COMPLETE THE FOLLOWING:
(1) From the commitment scheme text below, copy the passage from "If the commitment scheme is unconditional" to "Peggy who verifies that it's generated correctly." word for word.
(2) In the commitment scheme text below, who generates the keys when the scheme is computational binding and unconditional hiding?

** Start PAGE EXCERPT **

If the commitment scheme is unconditional binding and computational hiding Peggy then generates the secret and public keys and sends the public key to Victor who verifies that it's generated correctly. Otherwise, if the commitment scheme is computational binding and unconditional hiding Victor then generates the keys and sends the public key to Peggy who verifies that it's generated correctly.

So, it seems that an unconditional binding and unconditional hiding commitment scheme would be preferable, why do we not create such a scheme? The answer is because it's impossible: Assume that we have a commitment scheme with the desired properties. Because it's unconditional hiding there exists two different values $m$ and $m'$ that generates the same commitment. If this was not the case, an adversary (or Peggy and Victor) could try to compute the commitment of every value (remember that unconditional implies that the adversary has infinity computing power/time) and compare them to the commitment and hereby find the committed value. But the unconditional hiding property contradicts the unconditional binding property because we now have two different values $m$ and $m'$ that generates the same commitment.

** End PAGE EXCERPT **
** Start PROVIDED RECORDS **

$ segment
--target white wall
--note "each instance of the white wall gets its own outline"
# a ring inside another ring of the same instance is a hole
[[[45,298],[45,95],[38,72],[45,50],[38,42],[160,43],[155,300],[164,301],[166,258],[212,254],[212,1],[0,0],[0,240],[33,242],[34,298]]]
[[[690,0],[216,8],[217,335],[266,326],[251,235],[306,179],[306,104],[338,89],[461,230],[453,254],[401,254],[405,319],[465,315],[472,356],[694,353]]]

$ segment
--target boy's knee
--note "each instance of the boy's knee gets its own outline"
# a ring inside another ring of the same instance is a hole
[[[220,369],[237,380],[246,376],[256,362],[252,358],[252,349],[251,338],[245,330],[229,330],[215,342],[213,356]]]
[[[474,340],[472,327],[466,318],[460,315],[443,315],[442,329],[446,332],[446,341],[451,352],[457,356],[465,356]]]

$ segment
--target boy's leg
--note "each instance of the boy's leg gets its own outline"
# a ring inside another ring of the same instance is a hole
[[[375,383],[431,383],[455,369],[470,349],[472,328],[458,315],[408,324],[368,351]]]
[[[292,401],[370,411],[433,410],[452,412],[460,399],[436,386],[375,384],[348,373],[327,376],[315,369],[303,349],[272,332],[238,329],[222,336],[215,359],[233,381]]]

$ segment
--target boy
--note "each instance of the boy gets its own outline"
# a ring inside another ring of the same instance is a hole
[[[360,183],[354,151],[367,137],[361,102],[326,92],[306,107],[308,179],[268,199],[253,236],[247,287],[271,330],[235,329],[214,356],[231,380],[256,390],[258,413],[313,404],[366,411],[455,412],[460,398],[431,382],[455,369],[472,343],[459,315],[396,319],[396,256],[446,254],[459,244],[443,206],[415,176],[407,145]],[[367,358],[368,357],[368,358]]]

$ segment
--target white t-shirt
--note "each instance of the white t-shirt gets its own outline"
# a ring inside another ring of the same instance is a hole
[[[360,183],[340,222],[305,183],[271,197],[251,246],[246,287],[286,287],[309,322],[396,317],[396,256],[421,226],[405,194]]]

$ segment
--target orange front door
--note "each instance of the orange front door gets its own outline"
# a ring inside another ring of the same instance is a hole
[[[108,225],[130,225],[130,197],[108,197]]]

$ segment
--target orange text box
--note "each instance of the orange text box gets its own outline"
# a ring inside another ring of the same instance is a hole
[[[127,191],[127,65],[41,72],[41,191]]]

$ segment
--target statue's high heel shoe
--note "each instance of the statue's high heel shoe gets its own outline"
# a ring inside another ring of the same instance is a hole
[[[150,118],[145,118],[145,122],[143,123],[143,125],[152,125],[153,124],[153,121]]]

** End PROVIDED RECORDS **

SOLUTIONS TO THE PROBLEMS:
(1)
If the commitment scheme is unconditional binding and computational hiding Peggy then generates the secret and public keys and sends the public key to Victor who verifies that it's generated correctly. Otherwise, if the commitment scheme is computational binding and unconditional hiding Victor then generates the keys and sends the public key to Peggy who verifies that it's generated correctly.

(2) Victor generates the keys and sends the public key to Peggy.